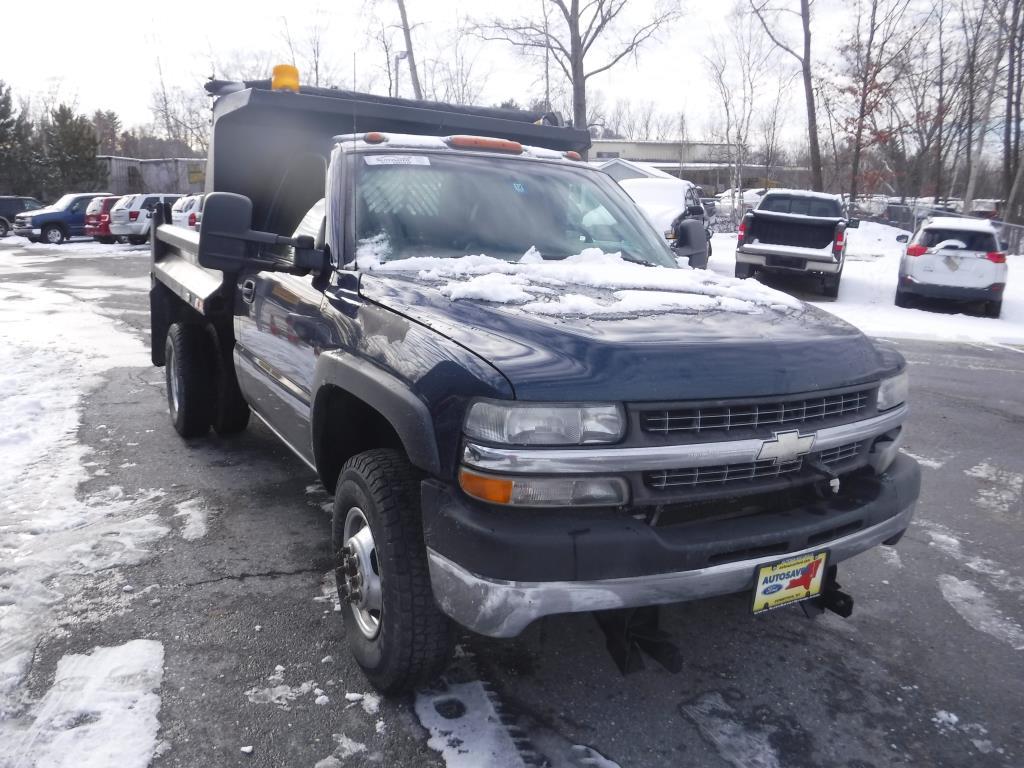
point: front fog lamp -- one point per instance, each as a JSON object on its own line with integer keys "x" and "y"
{"x": 544, "y": 424}
{"x": 893, "y": 391}
{"x": 545, "y": 492}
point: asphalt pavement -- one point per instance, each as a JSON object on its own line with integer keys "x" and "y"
{"x": 929, "y": 671}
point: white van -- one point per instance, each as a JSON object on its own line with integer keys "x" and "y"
{"x": 953, "y": 258}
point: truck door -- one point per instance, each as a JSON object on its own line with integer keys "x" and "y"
{"x": 280, "y": 333}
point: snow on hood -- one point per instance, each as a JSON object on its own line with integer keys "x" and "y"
{"x": 546, "y": 287}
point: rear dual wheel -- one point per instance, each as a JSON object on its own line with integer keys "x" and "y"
{"x": 202, "y": 388}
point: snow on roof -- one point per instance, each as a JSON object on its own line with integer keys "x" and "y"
{"x": 542, "y": 286}
{"x": 647, "y": 169}
{"x": 956, "y": 222}
{"x": 804, "y": 194}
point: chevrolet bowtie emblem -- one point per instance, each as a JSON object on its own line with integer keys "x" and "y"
{"x": 785, "y": 446}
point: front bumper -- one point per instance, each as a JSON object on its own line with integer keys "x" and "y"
{"x": 131, "y": 228}
{"x": 955, "y": 293}
{"x": 798, "y": 262}
{"x": 497, "y": 571}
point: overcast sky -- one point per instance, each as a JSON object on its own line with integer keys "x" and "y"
{"x": 101, "y": 55}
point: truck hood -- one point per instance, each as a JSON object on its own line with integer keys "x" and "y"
{"x": 641, "y": 353}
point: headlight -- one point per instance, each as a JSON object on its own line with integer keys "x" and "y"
{"x": 893, "y": 391}
{"x": 512, "y": 423}
{"x": 545, "y": 492}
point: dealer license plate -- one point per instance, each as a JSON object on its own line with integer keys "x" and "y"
{"x": 788, "y": 581}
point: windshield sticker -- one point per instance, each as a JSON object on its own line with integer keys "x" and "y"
{"x": 397, "y": 160}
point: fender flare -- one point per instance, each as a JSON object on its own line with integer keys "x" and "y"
{"x": 388, "y": 395}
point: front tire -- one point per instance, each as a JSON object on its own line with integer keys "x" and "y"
{"x": 395, "y": 631}
{"x": 744, "y": 270}
{"x": 189, "y": 382}
{"x": 52, "y": 235}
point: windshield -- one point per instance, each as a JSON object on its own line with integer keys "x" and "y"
{"x": 66, "y": 201}
{"x": 452, "y": 206}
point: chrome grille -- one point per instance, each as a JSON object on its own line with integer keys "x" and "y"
{"x": 727, "y": 474}
{"x": 752, "y": 416}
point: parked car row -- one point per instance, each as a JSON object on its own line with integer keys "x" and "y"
{"x": 104, "y": 217}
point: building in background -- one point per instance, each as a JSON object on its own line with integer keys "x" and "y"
{"x": 704, "y": 163}
{"x": 127, "y": 175}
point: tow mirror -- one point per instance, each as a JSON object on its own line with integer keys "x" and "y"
{"x": 227, "y": 242}
{"x": 226, "y": 220}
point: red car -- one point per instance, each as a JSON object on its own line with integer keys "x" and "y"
{"x": 97, "y": 219}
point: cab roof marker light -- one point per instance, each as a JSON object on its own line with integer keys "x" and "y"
{"x": 484, "y": 142}
{"x": 285, "y": 78}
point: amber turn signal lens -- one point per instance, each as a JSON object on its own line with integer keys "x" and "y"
{"x": 285, "y": 78}
{"x": 494, "y": 489}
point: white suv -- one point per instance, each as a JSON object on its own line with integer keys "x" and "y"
{"x": 130, "y": 215}
{"x": 953, "y": 258}
{"x": 187, "y": 212}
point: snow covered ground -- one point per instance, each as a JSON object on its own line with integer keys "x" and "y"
{"x": 868, "y": 287}
{"x": 54, "y": 348}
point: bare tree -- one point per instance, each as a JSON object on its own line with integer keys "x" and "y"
{"x": 570, "y": 34}
{"x": 410, "y": 56}
{"x": 770, "y": 121}
{"x": 975, "y": 31}
{"x": 453, "y": 74}
{"x": 764, "y": 12}
{"x": 736, "y": 67}
{"x": 875, "y": 44}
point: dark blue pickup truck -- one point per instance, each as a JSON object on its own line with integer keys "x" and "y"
{"x": 521, "y": 402}
{"x": 57, "y": 222}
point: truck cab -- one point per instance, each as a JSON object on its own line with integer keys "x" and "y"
{"x": 522, "y": 403}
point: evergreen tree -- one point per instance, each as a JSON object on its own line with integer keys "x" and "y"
{"x": 108, "y": 127}
{"x": 7, "y": 122}
{"x": 70, "y": 145}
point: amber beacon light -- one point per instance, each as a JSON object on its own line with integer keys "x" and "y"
{"x": 285, "y": 78}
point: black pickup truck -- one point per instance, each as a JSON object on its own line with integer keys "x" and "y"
{"x": 522, "y": 404}
{"x": 796, "y": 230}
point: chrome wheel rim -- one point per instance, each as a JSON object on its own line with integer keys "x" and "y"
{"x": 358, "y": 573}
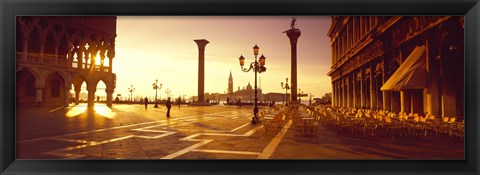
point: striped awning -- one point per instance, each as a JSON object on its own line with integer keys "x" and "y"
{"x": 411, "y": 74}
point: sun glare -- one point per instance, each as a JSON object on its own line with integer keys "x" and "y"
{"x": 99, "y": 109}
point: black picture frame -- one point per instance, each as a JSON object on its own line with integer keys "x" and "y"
{"x": 9, "y": 9}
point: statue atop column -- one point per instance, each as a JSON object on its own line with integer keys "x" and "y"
{"x": 292, "y": 24}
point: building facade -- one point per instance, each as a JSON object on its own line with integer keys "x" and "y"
{"x": 55, "y": 54}
{"x": 411, "y": 64}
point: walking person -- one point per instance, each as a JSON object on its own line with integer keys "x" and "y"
{"x": 168, "y": 104}
{"x": 146, "y": 102}
{"x": 179, "y": 101}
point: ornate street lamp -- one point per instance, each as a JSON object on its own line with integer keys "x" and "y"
{"x": 168, "y": 91}
{"x": 131, "y": 89}
{"x": 156, "y": 86}
{"x": 286, "y": 87}
{"x": 258, "y": 67}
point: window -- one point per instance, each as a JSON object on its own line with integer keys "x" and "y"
{"x": 30, "y": 88}
{"x": 55, "y": 90}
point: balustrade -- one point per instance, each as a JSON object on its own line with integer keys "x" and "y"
{"x": 51, "y": 60}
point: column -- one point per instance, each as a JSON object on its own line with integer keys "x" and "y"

--

Would you retype the entries above in full, exactly as written, minus the pictures?

Written solution
point: front fog lamp -- one point per instance, each as a JSON object on its own line with integer keys "x" and "y"
{"x": 544, "y": 424}
{"x": 893, "y": 391}
{"x": 545, "y": 492}
point: asphalt pavement -- one point per instance, each as a JSON object on its own line with integer keys "x" and "y"
{"x": 929, "y": 671}
point: white van -- one point per instance, each as a JSON object on its own line with integer keys "x" and "y"
{"x": 953, "y": 258}
point: truck door -- one point per instance, each as a JSON object on its own line with integer keys "x" and "y"
{"x": 280, "y": 333}
point: snow on hood -- one point per instance, each as a JSON object on its own line with integer keys "x" and "y"
{"x": 546, "y": 287}
point: rear dual wheel -- one point per instance, each as a JSON object on its own line with integer keys "x" and "y"
{"x": 202, "y": 388}
point: snow on roof -- one point per instance, each as a JSON object on its own line with integer keys "x" and "y"
{"x": 542, "y": 286}
{"x": 647, "y": 169}
{"x": 956, "y": 222}
{"x": 804, "y": 194}
point: chevrolet bowtie emblem -- one point per instance, each as a JSON object on its own line with integer keys "x" and "y"
{"x": 785, "y": 446}
point: front bumper -- one point per instance, each as a JSON object on its own line with integer keys "x" and "y"
{"x": 131, "y": 228}
{"x": 955, "y": 293}
{"x": 798, "y": 262}
{"x": 497, "y": 571}
point: overcast sky -- one point per instance, each as a JSON object on its own line with integer keys "x" and "y"
{"x": 101, "y": 55}
point: truck hood -- one point per instance, each as a JSON object on its own line with integer keys "x" and "y"
{"x": 641, "y": 353}
point: headlight -- one point per instance, each as a JSON object on its own line with integer keys "x" and "y"
{"x": 893, "y": 391}
{"x": 512, "y": 423}
{"x": 545, "y": 492}
point: dealer license plate -- one point per instance, each as a JSON object on its own line with integer keys "x" and "y"
{"x": 788, "y": 581}
point: windshield sticker -- one point per instance, each as a JSON object on its own line with integer keys "x" and "y"
{"x": 397, "y": 160}
point: fender flare -- one point per instance, each as a JSON object on its own line with integer keys "x" and "y"
{"x": 388, "y": 395}
point: front tire -- one point per instance, each as a JSON object on its own line with integer keys "x" and "y"
{"x": 395, "y": 631}
{"x": 744, "y": 270}
{"x": 189, "y": 382}
{"x": 52, "y": 235}
point: windshield -- one point per instance, each as a JSON object on its own line with integer keys "x" and "y"
{"x": 66, "y": 201}
{"x": 452, "y": 206}
point: chrome grille -- one point per instance, each as a JSON object on its own line with integer keys "x" and "y"
{"x": 727, "y": 474}
{"x": 752, "y": 416}
point: parked car row -- one point per instance, each as a JSON object on its own line with integer keys "x" and "y"
{"x": 104, "y": 217}
point: building in background -- one point per instance, each as a JSON object on its own line with integer keys "x" and "y"
{"x": 704, "y": 163}
{"x": 127, "y": 175}
point: tow mirror -- one point per instance, each as a JSON object on its own line with integer keys "x" and "y"
{"x": 227, "y": 242}
{"x": 226, "y": 220}
point: red car -- one point per instance, each as a JSON object on its own line with integer keys "x" and "y"
{"x": 97, "y": 219}
point: cab roof marker light -- one point per instance, each as a JSON object on its own line with integer keys "x" and "y"
{"x": 484, "y": 142}
{"x": 285, "y": 78}
point: amber turn signal lens -- one point per instance, each as a JSON object on its own line with integer keys "x" and "y"
{"x": 285, "y": 78}
{"x": 494, "y": 489}
point: white suv -- one point per instance, each as a JSON object on its own line with integer keys "x" and "y"
{"x": 130, "y": 215}
{"x": 953, "y": 258}
{"x": 187, "y": 212}
point: snow covered ground -- one point per instance, each as a JSON object on its own line with integer keys "x" and "y"
{"x": 868, "y": 287}
{"x": 54, "y": 348}
point: bare tree -- one point per instance, each as a JSON object on its own line with integer keys "x" and "y"
{"x": 570, "y": 34}
{"x": 410, "y": 56}
{"x": 770, "y": 121}
{"x": 975, "y": 31}
{"x": 453, "y": 74}
{"x": 764, "y": 12}
{"x": 736, "y": 67}
{"x": 875, "y": 44}
point: dark blue pickup truck -- one point per instance, each as a JSON object on its own line with integer keys "x" and "y"
{"x": 521, "y": 402}
{"x": 57, "y": 222}
point: truck cab -- one point per instance, each as a JSON object on its own line with integer keys "x" and "y"
{"x": 522, "y": 403}
point: evergreen tree -- one point per instance, each as a JSON object on its own line with integer keys "x" and "y"
{"x": 108, "y": 127}
{"x": 7, "y": 122}
{"x": 70, "y": 145}
point: amber beacon light -- one point per instance, each as a JSON object on its own line with integer keys "x" and "y"
{"x": 285, "y": 78}
point: black pickup truck -- one point per instance, each as a JSON object on its own line with integer keys "x" and "y"
{"x": 522, "y": 404}
{"x": 796, "y": 230}
point: chrome wheel rim -- one point per instance, each as a JSON object on its own line with integer keys "x" and "y"
{"x": 358, "y": 573}
point: striped awning -- one point per instance, each as a JSON object on its own line with integer keys "x" and "y"
{"x": 411, "y": 74}
point: sun glare -- one point per instance, each as a JSON object on its own line with integer keys "x" and "y"
{"x": 99, "y": 109}
point: black picture frame -- one point per instance, each as a JSON object on its own line with integer keys "x" and "y"
{"x": 9, "y": 9}
point: statue atop column -- one point per instance, each as a JSON object on its own line with integer keys "x" and "y"
{"x": 292, "y": 24}
point: building facade -- one point per instance, each as a JSON object on its own line with integer keys "x" and "y"
{"x": 55, "y": 54}
{"x": 411, "y": 64}
point: walking person -- one point per instance, each as a JSON object on its own line with integer keys "x" and "y"
{"x": 168, "y": 104}
{"x": 146, "y": 102}
{"x": 179, "y": 101}
point: ornate street lamp -- one point per instance, each as a JSON object on its own line with integer keys "x" and "y"
{"x": 168, "y": 91}
{"x": 131, "y": 89}
{"x": 156, "y": 86}
{"x": 286, "y": 87}
{"x": 258, "y": 67}
point: window -- one point per instance, each as a JSON object on its own line with integer keys "x" and "y"
{"x": 30, "y": 88}
{"x": 55, "y": 90}
point: balustrade -- one point per instance, each as a JSON object on its own line with integer keys "x" and "y"
{"x": 51, "y": 60}
point: column -- one point per instance, each as a JSON object on its own line with integer keys "x" and "y"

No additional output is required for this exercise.